### GIVEN PASSAGE:

The federal government, concerned that the issue is deterring many from signing up for Medicaid, is essentially telling states to back off and stop trying to recover much of the money.

In contrast to traditional Medicaid beneficiaries — low-income parents, children, seniors and people with disabilities — the new group includes adults without minor children. Many of them are homeowners who have been laid off or are unemployed and are now getting by on dwindling savings. They are eligible for Medicaid if they earn up to 138 percent of the federal poverty level, which in 2013 was $15,856 a year for an individual or $21,403 for a couple.

One of the Medi-Cal recipients is Campbell resident Anne-Louise Vernon, 59. She contends that California’s aggressive cost-recovery program is unjust because people whose higher income levels allow them to get subsidized private health insurance through the new Obamacare health care exchanges don’t have to pay back anything.

### EXERCISE SET:
#1 According to the Medicaid passage, which adults does the new group of Medicaid beneficiaries include, unlike traditional beneficiaries?
#2 Recast the paragraph of the Medicaid passage that begins "In contrast to traditional Medicaid beneficiaries" as a short bulleted list, keeping its main facts.
#3 Please extend the Medicaid passage, picking up after its final sentence about Anne-Louise Vernon's objection.
The listing after the Medicaid passage is separate material, unrelated to it.

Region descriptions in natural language
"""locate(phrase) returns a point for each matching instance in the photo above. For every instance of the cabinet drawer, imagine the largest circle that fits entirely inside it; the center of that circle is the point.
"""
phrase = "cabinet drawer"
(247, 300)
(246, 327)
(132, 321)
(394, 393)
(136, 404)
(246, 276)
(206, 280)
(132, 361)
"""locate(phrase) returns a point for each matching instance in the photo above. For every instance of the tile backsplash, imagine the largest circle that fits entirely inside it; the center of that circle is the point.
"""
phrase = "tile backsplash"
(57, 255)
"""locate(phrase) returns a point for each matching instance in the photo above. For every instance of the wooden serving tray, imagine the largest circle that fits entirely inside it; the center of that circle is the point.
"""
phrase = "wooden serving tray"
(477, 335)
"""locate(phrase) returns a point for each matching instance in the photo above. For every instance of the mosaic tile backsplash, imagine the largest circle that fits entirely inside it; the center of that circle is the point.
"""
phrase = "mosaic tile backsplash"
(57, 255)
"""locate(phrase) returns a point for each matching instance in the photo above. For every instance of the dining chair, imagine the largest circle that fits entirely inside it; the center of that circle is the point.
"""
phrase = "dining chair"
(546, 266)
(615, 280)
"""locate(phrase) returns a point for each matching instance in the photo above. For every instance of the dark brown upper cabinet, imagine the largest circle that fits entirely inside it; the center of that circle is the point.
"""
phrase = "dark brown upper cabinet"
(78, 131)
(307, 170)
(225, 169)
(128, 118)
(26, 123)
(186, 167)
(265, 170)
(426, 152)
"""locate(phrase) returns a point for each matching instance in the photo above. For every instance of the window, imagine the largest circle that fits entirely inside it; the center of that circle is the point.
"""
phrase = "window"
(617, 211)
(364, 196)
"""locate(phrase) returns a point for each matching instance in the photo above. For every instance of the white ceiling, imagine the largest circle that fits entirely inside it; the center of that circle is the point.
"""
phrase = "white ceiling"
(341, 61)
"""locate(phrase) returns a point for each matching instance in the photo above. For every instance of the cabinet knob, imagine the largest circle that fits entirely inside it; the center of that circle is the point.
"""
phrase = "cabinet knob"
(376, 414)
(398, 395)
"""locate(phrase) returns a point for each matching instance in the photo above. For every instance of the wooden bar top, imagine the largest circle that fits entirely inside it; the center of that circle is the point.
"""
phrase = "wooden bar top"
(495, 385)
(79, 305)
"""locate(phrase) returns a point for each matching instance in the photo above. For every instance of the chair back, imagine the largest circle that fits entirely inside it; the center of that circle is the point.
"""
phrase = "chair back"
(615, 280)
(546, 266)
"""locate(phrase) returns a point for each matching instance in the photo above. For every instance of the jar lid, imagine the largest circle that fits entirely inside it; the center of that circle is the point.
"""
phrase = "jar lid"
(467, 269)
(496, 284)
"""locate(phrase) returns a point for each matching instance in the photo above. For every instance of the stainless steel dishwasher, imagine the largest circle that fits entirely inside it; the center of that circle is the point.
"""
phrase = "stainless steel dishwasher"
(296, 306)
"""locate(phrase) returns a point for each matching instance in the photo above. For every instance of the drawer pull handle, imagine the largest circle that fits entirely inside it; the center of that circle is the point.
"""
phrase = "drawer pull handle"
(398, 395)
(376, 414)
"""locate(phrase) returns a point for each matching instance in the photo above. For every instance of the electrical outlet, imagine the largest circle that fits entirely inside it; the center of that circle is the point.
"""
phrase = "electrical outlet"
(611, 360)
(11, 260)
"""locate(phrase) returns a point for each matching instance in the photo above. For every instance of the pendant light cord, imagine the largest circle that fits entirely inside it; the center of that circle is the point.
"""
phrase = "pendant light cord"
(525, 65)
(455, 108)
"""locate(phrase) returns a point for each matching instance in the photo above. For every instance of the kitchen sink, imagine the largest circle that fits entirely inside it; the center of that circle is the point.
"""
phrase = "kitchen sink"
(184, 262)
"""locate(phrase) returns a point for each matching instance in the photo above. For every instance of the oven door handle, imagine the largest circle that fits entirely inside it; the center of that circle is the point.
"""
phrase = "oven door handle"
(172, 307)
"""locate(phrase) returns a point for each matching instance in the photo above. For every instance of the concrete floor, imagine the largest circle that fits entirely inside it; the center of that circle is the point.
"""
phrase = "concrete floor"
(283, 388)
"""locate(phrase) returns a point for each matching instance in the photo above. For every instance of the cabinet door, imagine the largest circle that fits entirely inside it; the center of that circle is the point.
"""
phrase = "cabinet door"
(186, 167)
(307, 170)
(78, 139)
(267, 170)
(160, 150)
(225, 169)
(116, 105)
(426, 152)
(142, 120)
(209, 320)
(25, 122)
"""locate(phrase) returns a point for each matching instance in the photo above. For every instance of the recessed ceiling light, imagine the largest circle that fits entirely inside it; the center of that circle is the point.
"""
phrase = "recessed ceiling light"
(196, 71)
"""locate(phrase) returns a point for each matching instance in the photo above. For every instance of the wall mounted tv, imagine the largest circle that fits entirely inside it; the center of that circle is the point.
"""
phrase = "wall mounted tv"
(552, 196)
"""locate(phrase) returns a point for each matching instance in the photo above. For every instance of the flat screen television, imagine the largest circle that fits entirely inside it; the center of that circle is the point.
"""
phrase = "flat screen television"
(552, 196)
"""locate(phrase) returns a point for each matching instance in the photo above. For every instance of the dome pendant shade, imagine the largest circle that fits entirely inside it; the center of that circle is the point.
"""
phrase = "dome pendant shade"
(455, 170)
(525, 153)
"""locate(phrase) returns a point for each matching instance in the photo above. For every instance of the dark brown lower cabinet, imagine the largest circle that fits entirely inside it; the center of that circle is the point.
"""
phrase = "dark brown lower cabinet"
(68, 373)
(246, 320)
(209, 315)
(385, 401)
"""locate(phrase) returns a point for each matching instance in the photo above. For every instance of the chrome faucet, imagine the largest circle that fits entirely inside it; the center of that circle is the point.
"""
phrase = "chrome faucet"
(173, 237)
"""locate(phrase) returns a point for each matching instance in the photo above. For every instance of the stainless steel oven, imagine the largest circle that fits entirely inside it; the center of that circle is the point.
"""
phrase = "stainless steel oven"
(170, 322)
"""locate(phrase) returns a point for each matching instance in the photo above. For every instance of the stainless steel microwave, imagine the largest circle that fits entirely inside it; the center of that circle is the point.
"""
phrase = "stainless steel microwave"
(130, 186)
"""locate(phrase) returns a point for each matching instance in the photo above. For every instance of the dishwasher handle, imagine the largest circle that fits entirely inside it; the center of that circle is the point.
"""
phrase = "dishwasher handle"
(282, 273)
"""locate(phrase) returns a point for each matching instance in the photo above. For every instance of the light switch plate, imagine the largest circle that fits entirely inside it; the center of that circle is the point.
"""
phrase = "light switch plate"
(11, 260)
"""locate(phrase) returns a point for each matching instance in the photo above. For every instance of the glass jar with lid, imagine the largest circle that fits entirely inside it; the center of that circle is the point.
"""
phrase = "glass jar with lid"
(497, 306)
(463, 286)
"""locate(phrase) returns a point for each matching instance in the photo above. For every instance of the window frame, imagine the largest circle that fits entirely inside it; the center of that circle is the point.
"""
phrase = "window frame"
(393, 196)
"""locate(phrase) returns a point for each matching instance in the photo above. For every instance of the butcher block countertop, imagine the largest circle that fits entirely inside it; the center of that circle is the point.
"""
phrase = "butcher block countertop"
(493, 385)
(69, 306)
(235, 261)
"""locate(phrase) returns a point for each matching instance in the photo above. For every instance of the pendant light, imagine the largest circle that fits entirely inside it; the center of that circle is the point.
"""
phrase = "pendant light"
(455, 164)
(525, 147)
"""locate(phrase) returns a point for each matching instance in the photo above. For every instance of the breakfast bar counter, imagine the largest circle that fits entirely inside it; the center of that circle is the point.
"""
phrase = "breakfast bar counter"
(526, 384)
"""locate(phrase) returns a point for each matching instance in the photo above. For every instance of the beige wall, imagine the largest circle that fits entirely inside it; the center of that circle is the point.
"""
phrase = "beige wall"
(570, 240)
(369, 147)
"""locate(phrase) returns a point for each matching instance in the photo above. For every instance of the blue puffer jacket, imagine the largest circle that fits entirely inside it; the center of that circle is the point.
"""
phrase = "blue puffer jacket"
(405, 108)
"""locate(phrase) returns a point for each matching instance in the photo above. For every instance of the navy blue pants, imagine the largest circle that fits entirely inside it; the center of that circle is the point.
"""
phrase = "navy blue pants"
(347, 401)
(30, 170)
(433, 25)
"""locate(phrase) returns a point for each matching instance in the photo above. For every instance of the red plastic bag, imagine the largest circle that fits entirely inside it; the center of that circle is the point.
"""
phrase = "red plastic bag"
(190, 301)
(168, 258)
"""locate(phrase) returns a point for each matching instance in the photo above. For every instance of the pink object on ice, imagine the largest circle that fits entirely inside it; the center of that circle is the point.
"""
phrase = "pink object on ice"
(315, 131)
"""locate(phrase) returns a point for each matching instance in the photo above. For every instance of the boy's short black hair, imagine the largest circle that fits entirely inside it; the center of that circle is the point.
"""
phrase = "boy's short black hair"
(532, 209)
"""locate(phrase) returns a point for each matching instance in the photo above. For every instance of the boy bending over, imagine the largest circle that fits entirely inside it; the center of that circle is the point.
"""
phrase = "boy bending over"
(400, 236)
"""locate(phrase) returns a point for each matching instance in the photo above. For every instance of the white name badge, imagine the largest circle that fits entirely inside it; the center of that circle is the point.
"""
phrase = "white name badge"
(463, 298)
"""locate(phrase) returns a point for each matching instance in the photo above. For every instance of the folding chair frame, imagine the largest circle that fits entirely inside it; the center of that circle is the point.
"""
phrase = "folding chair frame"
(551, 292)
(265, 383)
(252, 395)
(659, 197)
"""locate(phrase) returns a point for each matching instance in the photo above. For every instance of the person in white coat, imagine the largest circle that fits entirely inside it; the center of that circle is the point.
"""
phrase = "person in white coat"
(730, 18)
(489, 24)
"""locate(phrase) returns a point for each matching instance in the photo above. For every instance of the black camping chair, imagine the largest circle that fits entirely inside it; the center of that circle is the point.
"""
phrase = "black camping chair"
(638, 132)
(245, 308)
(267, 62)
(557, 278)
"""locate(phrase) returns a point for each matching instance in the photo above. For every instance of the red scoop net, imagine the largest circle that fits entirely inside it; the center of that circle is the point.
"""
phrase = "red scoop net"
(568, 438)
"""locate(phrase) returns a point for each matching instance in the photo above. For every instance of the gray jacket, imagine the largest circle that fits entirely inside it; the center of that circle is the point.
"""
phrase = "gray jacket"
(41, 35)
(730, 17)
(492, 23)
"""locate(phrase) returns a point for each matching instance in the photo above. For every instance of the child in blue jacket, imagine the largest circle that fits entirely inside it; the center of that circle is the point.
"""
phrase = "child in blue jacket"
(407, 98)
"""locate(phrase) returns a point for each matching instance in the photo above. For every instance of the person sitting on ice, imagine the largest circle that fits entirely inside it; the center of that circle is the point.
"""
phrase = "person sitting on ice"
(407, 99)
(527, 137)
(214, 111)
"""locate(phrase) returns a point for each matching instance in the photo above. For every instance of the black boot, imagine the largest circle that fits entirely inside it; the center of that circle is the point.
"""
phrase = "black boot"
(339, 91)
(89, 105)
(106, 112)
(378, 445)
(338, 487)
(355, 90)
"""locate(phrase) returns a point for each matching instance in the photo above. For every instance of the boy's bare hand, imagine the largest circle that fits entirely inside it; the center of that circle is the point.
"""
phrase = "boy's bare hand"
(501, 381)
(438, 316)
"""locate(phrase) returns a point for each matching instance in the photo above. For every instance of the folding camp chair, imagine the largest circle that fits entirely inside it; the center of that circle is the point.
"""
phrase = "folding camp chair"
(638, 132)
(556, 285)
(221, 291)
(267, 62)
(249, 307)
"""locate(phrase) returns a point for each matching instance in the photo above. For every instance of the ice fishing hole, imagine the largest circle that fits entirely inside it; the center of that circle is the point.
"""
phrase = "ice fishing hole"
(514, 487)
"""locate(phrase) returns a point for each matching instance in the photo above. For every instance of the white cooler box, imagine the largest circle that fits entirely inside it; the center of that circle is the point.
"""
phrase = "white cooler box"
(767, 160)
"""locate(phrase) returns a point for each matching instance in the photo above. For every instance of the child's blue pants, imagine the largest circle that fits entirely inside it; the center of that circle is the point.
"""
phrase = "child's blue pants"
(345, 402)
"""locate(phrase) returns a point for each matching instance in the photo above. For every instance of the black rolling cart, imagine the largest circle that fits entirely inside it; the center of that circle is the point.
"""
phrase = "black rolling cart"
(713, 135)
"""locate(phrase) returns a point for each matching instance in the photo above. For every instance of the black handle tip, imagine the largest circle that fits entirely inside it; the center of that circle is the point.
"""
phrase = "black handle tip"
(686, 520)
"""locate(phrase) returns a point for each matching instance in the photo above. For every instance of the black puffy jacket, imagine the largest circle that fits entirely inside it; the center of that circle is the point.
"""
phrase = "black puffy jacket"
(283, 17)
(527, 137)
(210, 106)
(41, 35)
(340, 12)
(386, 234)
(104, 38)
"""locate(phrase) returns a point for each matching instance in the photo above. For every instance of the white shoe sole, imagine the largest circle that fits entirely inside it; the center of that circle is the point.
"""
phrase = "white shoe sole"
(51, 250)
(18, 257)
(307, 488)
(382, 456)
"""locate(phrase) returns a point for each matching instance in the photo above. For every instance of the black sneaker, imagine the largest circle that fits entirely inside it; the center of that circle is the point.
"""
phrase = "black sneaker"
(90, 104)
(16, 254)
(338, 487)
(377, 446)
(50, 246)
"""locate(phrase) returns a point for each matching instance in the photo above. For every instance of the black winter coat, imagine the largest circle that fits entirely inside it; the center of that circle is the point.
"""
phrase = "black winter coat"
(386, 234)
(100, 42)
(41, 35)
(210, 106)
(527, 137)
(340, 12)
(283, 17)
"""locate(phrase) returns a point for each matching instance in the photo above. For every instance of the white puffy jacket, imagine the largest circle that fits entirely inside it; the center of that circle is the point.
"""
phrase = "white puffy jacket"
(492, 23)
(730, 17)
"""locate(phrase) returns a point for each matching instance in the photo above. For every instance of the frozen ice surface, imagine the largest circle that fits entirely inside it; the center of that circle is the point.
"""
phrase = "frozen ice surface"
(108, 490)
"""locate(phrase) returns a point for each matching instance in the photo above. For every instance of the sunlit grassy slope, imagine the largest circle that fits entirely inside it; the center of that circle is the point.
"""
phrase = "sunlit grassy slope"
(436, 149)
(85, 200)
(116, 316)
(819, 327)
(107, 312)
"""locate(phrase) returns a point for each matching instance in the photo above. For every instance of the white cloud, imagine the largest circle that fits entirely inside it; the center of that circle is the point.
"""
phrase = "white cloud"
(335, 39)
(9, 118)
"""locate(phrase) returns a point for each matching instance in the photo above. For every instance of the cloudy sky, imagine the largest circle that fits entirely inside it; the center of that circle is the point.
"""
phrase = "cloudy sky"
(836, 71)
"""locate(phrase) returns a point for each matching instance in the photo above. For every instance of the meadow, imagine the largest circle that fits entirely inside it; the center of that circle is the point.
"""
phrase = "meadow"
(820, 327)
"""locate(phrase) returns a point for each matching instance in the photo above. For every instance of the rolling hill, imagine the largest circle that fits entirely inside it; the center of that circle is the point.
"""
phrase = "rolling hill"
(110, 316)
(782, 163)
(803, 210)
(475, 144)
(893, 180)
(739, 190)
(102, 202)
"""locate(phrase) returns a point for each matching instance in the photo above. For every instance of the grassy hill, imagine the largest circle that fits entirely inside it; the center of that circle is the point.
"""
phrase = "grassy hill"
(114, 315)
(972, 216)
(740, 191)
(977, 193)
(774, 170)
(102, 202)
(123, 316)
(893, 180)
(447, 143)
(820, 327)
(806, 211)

### TASK RESPONSES:
#1 Adults without minor children.

#2
- Unlike traditional Medicaid beneficiaries (low-income parents, children, seniors and people with disabilities), the new group includes adults without minor children.
- Many of them are homeowners who have been laid off or are unemployed and are living on dwindling savings.
- They are eligible for Medicaid if they earn up to 138 percent of the federal poverty level, which in 2013 was $15,856 a year for an individual or $21,403 for a couple.

#3
Vernon said she requires constant medical care because of severe nerve damage in her arms and arthritis in her legs — conditions that have prevented her from finding a job. The divorced mother of two said her home is her only real asset.

Medi-Cal, she said, has now essentially imposed a “reverse mortgage” on her home in exchange for health insurance.

“What is fair about that?” asked Vernon.

When Medicaid was signed into law by President Lyndon Johnson in 1965, “asset recovery” was optional. In 1993, however, the federal government began requiring all states to recoup the expenses of long-term care for Medicaid recipients ages 55 or older. States were given the option to recover all other Medicaid costs for those recipients — and California jumped at the chance.

State finance and health officials this week declined to comment on the pending legislation. But in the past, they have insisted the provision doesn’t affect the vast majority of Medi-Cal beneficiaries — and noted the average recovery amount is about $15,000.

Still, Vernon and Richmond resident Chris Darling, 62, who also enrolled in the expanded Medi-Cal program, worry that their future medical costs will eat up their estates. Darling even started an online petition on MoveOn.org to fight the state’s asset grab.

“It strikes me as horrible to have to choose between having health protection and your estate,” said Darling, who called the situation “Orwellian.”

Now, Darling and Vernon are pinning their hopes on both state and federal efforts to curtail asset recovery efforts.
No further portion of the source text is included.